Genoise sponge cake with chocolate ganache

Raising a cake to its full potential at high altitude is a difficult project. I live at 5,280 feet above sea level, but want to be able to make good cakes. I want:  to know what is in my desserts, to choose better ingredients than many commercial bakers, and to follow the maxim that if you want to add the possibly ‘junk’ calories of a dessert, you ought to take the effort to make it yourself.

Just for fun I asked a calorie counting program what a piece of sponge cake with no frosting costs — in calories.  At about 200, this cake, with a chocolate ganache, is less than the glass of wine I had with it.

I’ve made this cake about once a week since the beginning of 2018. It started out like most of my previous cakes and had a nice sturdy structure but no loft.  Then I made it in Dallas with the aid of a Kitchen Aid mixer and I learned what to look for in a lofty batter.  Now,  finely-adjusted, it works at altitude.

I did need to find a hand mixer – one you operate by hand.  My very productive whisk just doesn’t whip the eggs to the ribbon, but I am on the lookout for one that will.

Mile High Genoise Cake with Ganache

  • 4 eggs
  • 90 grams of turbinado sugar that has been stored with a vanilla bean
  • 125 grams of all-purpose flour.

For the ganache

  • 4 T. cream
  • 2 oz. semi-sweet chocolate

Grease an 8-inch spring form pan and cut out a disk of parchment for the bottom (easy clean up later and removal from the pan).  Preheat oven to 350 degrees F, and at altitude I think the use of a convection fan is too drying.

Break the eggs into a heat-proof bowl that you like for mixing. Beat slightly. Add the sugar and place over a pan of simmering water.  Beat until the sugar dissolves.  (You can feel it with the spoon or your teeth if sugar is still solid).

At this point the bowl can come off the heat, and you must continue to beat the mixture until the batter comes to ‘the ribbon’ and the batter is nearly white.

Use a strainer to sift the flour onto the batter and fold it in careful to deflate the eggs as little as possible.  Pour mixture into the prepared pan and bake in the center of the oven for – at most – 20 minutes.  At this time test for doneness with a toothpick and if it comes out clean, cake is done. Place on a rack to cool.

• _DIRECTION_: Determine whether each statement agrees with the genoise recipe above: 1. The recipe calls for 125 grams of all-purpose flour. 2. A convection fan is recommended when baking at altitude. 3. The cake should bake for at least 30 minutes.

• _DATA ENTRIES_:
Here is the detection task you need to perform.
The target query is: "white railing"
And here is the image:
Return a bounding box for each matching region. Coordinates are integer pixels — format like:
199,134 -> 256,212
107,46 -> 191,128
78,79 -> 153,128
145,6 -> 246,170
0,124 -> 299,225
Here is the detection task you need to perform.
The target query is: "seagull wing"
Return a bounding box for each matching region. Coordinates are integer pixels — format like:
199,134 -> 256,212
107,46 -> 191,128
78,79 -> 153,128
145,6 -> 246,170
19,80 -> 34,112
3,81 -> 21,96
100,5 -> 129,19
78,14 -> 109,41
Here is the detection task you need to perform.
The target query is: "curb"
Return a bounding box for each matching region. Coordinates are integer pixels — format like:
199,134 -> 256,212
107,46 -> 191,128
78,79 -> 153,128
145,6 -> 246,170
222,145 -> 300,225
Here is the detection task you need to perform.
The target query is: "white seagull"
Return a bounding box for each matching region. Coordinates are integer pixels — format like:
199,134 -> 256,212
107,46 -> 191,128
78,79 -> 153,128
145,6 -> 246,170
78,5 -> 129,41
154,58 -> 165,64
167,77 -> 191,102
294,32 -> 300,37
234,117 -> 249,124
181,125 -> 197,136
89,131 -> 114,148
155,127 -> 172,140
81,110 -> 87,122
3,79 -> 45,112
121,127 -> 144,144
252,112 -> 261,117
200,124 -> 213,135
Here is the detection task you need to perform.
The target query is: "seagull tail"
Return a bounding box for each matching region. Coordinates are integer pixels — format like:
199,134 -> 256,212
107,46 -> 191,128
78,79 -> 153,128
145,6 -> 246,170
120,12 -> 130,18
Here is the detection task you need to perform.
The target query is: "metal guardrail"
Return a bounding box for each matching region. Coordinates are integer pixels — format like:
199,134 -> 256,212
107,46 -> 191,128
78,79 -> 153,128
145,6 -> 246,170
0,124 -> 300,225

• _EXERCISE ANSWER_:
1. Yes: "125 grams of all-purpose flour."
2. No: "at altitude I think the use of a convection fan is too drying."
3. No: "bake in the center of the oven for – at most – 20 minutes."